§ **Stored records**:
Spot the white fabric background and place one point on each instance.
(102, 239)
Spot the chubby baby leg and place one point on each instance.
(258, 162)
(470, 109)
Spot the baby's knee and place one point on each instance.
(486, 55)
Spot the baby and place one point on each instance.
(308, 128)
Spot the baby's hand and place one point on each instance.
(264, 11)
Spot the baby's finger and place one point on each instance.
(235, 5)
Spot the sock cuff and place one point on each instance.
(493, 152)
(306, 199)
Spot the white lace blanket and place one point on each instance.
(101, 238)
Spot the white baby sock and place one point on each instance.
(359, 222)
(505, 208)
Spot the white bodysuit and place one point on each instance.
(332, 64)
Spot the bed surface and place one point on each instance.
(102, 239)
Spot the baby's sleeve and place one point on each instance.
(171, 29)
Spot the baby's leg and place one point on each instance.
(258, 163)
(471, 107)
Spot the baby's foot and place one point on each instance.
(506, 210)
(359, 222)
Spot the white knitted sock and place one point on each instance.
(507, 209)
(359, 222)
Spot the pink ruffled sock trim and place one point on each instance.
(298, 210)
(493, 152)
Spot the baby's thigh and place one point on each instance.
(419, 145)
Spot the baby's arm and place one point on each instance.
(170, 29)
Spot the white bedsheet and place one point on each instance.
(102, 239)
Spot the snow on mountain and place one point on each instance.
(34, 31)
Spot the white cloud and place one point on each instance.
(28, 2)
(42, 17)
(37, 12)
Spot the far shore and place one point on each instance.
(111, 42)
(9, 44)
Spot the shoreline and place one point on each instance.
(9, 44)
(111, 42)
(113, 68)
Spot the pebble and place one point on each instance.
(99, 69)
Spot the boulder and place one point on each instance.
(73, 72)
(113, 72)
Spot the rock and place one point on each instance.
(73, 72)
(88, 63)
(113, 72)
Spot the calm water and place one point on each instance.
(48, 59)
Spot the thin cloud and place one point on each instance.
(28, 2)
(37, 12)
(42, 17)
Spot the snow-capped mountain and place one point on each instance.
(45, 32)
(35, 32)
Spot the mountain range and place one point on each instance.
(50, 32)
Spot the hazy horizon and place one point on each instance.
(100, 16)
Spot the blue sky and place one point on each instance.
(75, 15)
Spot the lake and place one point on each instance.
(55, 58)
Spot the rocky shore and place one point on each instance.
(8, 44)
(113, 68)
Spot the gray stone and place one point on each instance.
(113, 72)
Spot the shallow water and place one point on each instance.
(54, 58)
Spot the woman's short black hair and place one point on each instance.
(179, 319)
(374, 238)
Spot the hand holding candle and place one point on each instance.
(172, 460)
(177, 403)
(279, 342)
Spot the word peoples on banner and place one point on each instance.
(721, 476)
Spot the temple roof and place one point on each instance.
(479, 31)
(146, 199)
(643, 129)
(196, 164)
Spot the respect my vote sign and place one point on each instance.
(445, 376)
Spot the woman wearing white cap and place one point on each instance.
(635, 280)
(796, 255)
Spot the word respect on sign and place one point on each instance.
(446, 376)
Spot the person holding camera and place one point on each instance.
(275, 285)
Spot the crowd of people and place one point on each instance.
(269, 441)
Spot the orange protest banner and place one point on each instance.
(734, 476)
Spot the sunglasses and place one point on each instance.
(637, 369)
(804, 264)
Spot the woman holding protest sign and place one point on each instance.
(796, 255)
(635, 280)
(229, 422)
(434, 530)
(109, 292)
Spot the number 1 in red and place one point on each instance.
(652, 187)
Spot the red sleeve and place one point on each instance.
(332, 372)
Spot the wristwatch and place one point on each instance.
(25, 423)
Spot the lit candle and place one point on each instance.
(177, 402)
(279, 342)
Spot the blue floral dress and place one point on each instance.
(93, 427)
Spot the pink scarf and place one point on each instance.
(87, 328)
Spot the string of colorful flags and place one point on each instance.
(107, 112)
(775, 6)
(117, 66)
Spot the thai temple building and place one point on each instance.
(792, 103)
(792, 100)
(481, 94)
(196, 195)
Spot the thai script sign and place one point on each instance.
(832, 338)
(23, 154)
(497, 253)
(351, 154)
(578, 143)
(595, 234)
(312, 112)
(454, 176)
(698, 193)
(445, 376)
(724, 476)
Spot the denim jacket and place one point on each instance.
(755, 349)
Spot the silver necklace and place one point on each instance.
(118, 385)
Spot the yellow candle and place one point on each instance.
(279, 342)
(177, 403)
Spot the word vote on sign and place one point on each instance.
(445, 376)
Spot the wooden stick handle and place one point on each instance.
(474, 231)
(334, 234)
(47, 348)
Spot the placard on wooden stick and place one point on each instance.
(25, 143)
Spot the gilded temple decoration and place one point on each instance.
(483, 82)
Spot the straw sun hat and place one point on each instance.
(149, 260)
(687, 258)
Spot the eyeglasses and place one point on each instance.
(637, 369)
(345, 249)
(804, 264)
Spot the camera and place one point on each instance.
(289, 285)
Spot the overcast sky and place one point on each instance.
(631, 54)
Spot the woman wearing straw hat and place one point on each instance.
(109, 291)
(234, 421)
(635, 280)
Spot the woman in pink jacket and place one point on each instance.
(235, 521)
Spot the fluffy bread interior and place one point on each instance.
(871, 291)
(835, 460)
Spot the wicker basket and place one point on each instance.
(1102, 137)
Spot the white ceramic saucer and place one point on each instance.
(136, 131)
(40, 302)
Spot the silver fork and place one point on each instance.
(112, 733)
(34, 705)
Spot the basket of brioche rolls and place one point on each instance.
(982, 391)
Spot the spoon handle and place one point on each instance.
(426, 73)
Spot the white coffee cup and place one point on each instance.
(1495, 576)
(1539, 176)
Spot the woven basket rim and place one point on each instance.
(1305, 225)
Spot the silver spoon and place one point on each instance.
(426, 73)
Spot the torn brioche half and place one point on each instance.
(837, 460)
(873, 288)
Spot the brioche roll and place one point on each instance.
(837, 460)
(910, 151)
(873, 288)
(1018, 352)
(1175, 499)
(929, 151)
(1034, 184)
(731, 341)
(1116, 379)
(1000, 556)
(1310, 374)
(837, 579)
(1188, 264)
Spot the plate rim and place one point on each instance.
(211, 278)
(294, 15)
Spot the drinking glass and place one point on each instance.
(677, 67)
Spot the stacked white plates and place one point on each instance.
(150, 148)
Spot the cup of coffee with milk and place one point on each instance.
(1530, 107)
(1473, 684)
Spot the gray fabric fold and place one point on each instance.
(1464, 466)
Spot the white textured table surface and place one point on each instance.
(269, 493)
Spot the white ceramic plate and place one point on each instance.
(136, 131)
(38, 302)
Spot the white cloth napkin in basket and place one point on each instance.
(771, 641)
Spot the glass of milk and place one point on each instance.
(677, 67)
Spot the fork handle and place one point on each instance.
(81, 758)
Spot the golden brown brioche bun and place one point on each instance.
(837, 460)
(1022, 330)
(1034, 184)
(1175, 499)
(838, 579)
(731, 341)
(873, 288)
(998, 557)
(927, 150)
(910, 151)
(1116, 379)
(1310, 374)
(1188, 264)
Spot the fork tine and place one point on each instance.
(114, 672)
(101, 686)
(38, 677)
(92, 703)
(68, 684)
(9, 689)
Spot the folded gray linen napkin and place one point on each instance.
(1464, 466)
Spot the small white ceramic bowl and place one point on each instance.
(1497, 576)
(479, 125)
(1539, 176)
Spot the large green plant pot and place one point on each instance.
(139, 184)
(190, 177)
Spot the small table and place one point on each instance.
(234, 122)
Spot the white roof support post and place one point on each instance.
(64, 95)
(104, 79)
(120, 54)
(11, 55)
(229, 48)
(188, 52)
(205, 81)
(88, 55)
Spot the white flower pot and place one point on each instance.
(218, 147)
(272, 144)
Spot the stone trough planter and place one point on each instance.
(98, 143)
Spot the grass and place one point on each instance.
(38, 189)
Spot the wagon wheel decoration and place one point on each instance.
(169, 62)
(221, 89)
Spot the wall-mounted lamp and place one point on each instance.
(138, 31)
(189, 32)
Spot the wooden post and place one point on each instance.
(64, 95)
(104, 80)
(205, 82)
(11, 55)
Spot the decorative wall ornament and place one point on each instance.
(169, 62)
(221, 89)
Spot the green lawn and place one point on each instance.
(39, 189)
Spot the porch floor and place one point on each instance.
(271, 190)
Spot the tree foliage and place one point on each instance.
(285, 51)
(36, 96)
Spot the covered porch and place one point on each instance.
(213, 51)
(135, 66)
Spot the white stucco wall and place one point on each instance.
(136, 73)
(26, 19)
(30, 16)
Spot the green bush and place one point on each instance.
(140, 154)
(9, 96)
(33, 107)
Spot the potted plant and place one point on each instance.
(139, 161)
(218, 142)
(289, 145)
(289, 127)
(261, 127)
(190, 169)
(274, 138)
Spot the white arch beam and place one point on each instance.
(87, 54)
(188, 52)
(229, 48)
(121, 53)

§ **To be done**: Make an exact copy of every line from the one with "Spot the wagon" to the end of the data, with the first and last of those lines included.

§ **Complete response**:
Spot the wagon wheel decoration and place one point on each instance.
(169, 62)
(221, 89)
Spot the wall-mounted lamp and place one point on each instance.
(138, 31)
(189, 32)
Spot the wooden post and place one point on each instance.
(64, 95)
(104, 80)
(205, 82)
(11, 55)
Spot the decorative wall ornament and place one point on each instance.
(169, 62)
(221, 89)
Spot the green lawn and place one point on each instance.
(39, 189)
Spot the porch floor and place one point on each instance.
(271, 190)
Spot the tree foliage and place one point on each instance.
(285, 51)
(36, 96)
Spot the covered porch and place one point on each instance.
(213, 51)
(135, 66)
Spot the white stucco wall and place one point on each instance.
(136, 73)
(26, 19)
(30, 16)
Spot the green bush and place one point on each instance.
(140, 154)
(9, 96)
(33, 107)
Spot the potted plant and place one point on each instance.
(139, 161)
(218, 142)
(289, 145)
(289, 127)
(261, 127)
(190, 169)
(274, 138)
Spot the white arch beam and place one point on each instance.
(87, 54)
(188, 52)
(229, 48)
(121, 53)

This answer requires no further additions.